> [WRITTEN PROBLEM]:
Copy the material below line for line, changing nothing.

--- BEGIN RECORDS ---

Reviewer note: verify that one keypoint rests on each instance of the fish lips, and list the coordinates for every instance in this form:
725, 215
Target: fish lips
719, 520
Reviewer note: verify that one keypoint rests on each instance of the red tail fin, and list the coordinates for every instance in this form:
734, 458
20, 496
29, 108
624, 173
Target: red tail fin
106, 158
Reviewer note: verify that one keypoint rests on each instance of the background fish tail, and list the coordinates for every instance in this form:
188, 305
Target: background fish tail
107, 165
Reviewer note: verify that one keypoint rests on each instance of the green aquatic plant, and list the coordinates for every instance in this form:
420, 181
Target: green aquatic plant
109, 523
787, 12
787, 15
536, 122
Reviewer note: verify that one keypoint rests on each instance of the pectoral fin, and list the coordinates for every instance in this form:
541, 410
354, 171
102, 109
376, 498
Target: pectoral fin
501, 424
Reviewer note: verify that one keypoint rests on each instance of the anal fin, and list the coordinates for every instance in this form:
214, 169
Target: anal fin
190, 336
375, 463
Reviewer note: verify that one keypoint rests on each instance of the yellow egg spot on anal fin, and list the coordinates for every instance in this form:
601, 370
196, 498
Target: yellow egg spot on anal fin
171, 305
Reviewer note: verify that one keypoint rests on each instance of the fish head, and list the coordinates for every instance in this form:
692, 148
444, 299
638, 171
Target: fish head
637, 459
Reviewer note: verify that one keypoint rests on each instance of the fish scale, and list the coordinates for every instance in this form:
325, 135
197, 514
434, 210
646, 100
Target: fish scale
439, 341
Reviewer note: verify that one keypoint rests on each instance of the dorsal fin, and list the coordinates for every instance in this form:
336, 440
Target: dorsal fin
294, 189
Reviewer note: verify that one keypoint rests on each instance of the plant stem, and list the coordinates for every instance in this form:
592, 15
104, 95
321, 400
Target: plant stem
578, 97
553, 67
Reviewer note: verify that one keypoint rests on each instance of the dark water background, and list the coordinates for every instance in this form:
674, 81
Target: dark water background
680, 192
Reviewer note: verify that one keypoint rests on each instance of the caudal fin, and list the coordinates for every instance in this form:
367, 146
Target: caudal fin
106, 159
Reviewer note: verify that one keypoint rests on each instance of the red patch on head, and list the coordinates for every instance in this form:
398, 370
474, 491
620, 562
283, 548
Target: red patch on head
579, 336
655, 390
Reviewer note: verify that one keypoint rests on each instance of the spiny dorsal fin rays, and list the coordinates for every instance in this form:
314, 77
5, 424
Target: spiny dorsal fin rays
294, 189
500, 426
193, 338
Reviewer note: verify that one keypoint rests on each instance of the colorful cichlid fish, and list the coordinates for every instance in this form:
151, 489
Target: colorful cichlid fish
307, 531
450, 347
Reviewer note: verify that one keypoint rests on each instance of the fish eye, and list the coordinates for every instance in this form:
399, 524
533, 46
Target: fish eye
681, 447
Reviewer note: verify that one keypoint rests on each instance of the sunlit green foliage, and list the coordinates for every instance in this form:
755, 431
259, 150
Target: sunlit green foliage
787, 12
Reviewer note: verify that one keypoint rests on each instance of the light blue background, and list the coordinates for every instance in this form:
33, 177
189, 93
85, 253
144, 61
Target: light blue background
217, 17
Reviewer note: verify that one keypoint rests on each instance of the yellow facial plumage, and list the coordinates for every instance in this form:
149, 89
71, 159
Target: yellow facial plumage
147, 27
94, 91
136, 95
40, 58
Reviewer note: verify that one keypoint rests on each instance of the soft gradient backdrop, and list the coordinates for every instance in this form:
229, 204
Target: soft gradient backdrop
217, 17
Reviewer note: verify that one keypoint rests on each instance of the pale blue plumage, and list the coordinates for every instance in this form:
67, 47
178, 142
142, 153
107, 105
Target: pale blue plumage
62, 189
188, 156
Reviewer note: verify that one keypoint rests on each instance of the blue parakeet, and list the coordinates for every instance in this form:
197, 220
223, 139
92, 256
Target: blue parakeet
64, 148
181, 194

--- END RECORDS ---

> [SOLUTION TO THIS TASK]:
Reviewer note: verify that one keypoint rests on each instance of the fish lips, and list the coordinates for every instance in this form:
725, 215
Target: fish lips
719, 520
Reviewer note: verify that one keypoint rests on each instance of the red tail fin, and list the coordinates for every instance in this form:
734, 458
20, 496
29, 108
624, 173
Target: red tail fin
106, 158
Reviewer note: verify that one keypoint rests on each instance of the background fish tail, and list the coordinates for every instance in this form:
188, 305
Target: background fish tail
107, 165
Reviewer note: verify that one keypoint rests on each instance of the green aquatic plant, and list the coordinates for every instance in this form:
420, 181
Target: green aquatic plant
109, 523
787, 12
787, 15
536, 122
Reviewer note: verify that one keypoint rests on each instance of the pectoral fin, and list the coordinates for every instance in this form:
541, 410
354, 171
102, 109
376, 498
Target: pectoral fin
501, 424
Reviewer note: verify that one keypoint rests on each instance of the anal fin, and list the coordinates for every instance in this form:
214, 169
Target: anal fin
190, 336
375, 463
Reviewer note: verify that one keypoint rests on each instance of the yellow egg spot on anal fin, and list the coordinates for every instance in this form:
601, 370
196, 498
Target: yellow egg spot on anal fin
171, 305
Reviewer note: verify that one keypoint rests on each instance of the fish head, and list the coordinates for every instance in this form:
692, 148
444, 299
638, 171
Target: fish head
637, 459
Reviewer note: verify that one keypoint rests on each instance of the fish scale, and list the coordinates for every instance in this form:
325, 135
197, 514
434, 210
646, 100
Target: fish scale
439, 341
Reviewer note: verify that one keypoint rests on each instance of the dorsal fin, and list the coordinates for every instance in this form:
336, 440
Target: dorsal fin
294, 189
Reviewer note: verify that one keypoint rests on each instance of the plant stem, and list the coordinates for every instance in this form:
592, 15
104, 95
321, 400
Target: plant stem
578, 97
553, 67
Reviewer note: verify that one keypoint rests on each instance of the dark water background, and list the coordinates for every instance in this form:
674, 81
Target: dark water background
680, 192
Reviewer note: verify that one keypoint rests on each instance of the caudal fin, and list the coordinates for every instance in this form:
367, 146
Target: caudal fin
106, 159
Reviewer note: verify that one keypoint rests on each instance of the red patch on head, and list the coordinates for every instance in this form:
398, 370
474, 491
620, 562
283, 548
Target: red patch on head
579, 336
655, 390
Reviewer note: verify that one keypoint rests on each instance of the spiny dorsal fin rays, and list the coordinates for every instance in this form:
314, 77
5, 424
Target: spiny dorsal fin rays
294, 189
500, 426
193, 338
Reviewer note: verify that one keypoint rests on each instance of the colorful cichlid fish, and list the coordinates for every instance in this form:
151, 489
Target: colorful cichlid fish
307, 531
450, 347
Reviewer note: verify that one keypoint rests on each instance of the fish eye, and list the coordinates for every instance in this form:
399, 524
533, 46
Target: fish eye
681, 447
Reviewer note: verify that one keypoint rests on each instance of the sunlit green foliage, and list the coordinates for every instance in this form:
755, 431
259, 150
Target: sunlit green foliage
787, 12
Reviewer note: verify that one keypoint rests on each instance of the light blue background, and list the coordinates for every instance in this form:
33, 177
189, 93
85, 253
144, 61
Target: light blue background
217, 17
Reviewer note: verify that one keypoint rests on each instance of the yellow facial plumage, and list the coordinates for every instance in this form:
149, 89
71, 159
Target: yellow facial plumage
147, 27
94, 91
136, 95
40, 58
Reviewer note: verify that one keypoint rests on each instance of the soft gradient backdrop, and list the coordinates for every instance in this form:
229, 204
Target: soft gradient backdrop
217, 17
Reviewer note: verify that one keypoint rests on each instance of the pale blue plumage, and list the coordinates for every instance in this form:
67, 47
178, 142
142, 153
107, 105
Target: pale blue plumage
62, 189
188, 156
Reviewer note: verify that one keypoint rests on each instance of the blue parakeet, and list the coordinates for every instance in this form:
197, 220
223, 139
92, 256
Target: blue parakeet
64, 148
181, 194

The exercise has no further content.